*WHAT NEEDS TO BE DONE:* Pick out each line in the rows below that contains the word "spring" and copy it.

____________________

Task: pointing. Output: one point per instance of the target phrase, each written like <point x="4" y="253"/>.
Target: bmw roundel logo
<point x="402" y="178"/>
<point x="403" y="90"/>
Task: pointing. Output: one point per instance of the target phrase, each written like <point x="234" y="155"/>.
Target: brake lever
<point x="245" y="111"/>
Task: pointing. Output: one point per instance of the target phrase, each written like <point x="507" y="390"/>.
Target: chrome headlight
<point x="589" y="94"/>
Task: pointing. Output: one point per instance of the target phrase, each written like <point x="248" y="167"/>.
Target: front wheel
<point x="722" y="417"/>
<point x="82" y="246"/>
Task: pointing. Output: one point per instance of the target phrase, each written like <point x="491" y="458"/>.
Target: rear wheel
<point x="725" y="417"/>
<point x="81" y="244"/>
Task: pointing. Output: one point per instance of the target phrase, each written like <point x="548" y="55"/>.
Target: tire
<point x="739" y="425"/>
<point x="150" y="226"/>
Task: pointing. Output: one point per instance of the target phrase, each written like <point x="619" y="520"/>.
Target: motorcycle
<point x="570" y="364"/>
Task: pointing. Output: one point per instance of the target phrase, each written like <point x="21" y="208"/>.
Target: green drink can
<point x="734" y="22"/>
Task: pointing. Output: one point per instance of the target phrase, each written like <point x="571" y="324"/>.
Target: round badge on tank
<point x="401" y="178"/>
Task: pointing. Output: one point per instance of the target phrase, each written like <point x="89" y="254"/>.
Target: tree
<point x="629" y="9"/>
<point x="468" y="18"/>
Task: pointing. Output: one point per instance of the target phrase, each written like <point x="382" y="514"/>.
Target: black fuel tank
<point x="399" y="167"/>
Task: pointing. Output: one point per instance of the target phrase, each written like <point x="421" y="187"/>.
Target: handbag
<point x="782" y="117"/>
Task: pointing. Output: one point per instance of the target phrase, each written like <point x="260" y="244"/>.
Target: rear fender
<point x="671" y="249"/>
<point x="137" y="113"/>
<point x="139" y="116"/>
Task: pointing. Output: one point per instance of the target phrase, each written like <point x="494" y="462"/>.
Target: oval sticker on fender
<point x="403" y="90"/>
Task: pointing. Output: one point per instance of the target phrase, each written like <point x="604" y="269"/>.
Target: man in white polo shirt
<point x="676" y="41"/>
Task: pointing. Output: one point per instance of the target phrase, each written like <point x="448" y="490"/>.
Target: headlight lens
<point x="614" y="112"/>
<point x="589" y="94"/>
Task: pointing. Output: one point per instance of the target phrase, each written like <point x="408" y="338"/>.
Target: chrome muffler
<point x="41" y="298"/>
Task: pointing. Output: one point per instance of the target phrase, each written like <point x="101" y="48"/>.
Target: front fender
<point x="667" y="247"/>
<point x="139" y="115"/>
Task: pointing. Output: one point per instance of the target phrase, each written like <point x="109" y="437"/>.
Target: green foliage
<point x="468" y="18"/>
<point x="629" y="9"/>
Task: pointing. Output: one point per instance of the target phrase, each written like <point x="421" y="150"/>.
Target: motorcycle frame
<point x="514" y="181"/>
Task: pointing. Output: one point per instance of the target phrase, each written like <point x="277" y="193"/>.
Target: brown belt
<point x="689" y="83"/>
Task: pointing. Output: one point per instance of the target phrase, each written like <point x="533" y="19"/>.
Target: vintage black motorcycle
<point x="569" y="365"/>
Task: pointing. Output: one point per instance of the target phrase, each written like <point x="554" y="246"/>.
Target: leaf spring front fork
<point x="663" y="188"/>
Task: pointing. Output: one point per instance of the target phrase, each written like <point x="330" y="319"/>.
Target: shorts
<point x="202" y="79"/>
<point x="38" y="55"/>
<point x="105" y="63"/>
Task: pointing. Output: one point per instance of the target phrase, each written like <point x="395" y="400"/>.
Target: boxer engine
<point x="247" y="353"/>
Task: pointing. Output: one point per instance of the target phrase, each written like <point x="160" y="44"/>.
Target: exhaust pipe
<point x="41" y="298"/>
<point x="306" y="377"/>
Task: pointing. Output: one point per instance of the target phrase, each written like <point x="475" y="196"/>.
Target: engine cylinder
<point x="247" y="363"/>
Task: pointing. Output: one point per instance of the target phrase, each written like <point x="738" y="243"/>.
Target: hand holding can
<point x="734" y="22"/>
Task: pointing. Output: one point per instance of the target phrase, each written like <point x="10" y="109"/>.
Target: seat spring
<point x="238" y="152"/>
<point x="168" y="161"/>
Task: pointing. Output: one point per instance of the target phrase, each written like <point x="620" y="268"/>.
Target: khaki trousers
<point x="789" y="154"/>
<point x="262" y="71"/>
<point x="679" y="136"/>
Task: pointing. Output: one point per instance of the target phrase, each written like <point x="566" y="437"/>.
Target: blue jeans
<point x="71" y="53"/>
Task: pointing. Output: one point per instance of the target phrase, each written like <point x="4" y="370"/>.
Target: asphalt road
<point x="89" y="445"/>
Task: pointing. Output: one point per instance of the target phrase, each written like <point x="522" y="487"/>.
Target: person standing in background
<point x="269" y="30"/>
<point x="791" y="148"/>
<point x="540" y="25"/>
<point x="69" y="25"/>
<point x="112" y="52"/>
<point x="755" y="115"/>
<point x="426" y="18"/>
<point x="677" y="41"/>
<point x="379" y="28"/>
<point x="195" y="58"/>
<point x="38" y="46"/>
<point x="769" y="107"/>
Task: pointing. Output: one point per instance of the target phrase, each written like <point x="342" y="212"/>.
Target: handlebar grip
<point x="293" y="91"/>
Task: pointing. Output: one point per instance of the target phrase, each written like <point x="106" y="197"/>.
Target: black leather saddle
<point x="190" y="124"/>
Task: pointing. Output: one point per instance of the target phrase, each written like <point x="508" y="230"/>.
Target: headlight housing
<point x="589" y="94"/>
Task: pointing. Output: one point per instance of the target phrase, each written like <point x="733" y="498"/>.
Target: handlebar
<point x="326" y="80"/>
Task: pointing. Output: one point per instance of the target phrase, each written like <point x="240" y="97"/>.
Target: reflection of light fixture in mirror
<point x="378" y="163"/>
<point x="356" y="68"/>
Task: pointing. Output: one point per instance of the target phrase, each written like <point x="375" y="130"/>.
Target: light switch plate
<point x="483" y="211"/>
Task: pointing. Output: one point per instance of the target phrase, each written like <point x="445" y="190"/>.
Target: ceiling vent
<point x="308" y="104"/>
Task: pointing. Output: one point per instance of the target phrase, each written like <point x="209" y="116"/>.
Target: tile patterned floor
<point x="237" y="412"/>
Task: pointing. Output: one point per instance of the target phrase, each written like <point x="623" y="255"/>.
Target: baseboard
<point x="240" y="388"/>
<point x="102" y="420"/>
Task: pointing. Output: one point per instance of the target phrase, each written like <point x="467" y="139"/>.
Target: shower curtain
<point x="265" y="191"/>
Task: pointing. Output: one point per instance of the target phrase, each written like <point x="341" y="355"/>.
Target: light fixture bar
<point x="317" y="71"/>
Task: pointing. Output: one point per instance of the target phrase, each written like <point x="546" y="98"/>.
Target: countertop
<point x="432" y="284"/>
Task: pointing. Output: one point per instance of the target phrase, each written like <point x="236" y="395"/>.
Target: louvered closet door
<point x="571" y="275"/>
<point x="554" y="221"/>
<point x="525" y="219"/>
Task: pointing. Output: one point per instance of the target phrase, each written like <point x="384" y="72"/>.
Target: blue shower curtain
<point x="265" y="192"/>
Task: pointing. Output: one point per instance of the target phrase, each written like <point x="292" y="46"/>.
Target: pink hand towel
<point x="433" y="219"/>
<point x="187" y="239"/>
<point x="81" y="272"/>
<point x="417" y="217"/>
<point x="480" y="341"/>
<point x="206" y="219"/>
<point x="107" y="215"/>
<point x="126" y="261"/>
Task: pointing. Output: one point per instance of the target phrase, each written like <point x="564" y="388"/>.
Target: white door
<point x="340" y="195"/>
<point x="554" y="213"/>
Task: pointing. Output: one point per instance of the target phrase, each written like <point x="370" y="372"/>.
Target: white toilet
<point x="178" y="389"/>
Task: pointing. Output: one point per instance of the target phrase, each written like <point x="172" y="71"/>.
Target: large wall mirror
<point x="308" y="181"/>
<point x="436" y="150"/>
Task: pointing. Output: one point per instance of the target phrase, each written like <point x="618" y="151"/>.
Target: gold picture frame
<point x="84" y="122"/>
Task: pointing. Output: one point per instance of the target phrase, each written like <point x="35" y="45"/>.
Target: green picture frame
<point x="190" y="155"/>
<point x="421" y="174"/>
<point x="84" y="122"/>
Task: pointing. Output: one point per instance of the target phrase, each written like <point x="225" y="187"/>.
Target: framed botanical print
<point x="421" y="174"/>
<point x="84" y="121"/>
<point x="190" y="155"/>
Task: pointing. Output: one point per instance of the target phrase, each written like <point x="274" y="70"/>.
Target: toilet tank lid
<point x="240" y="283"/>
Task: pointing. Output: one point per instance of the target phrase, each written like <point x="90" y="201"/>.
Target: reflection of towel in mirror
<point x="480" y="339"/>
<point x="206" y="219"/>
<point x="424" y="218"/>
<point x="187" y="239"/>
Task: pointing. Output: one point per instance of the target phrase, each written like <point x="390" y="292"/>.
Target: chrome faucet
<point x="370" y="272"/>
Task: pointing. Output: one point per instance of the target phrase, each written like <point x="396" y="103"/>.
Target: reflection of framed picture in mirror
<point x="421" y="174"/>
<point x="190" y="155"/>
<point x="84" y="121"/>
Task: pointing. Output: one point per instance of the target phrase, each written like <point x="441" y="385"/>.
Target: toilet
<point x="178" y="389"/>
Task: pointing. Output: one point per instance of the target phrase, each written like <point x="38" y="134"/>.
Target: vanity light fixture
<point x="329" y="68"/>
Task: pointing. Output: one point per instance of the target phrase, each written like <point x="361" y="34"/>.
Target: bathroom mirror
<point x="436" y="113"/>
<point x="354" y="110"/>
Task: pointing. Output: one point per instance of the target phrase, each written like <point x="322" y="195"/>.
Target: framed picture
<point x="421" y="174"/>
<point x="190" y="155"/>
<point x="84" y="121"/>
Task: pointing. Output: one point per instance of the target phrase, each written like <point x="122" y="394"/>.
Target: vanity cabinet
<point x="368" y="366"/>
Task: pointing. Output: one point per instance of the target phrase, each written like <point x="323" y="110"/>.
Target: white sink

____________________

*FULL ANSWER:*
Target: leaf spring front fork
Target: seat spring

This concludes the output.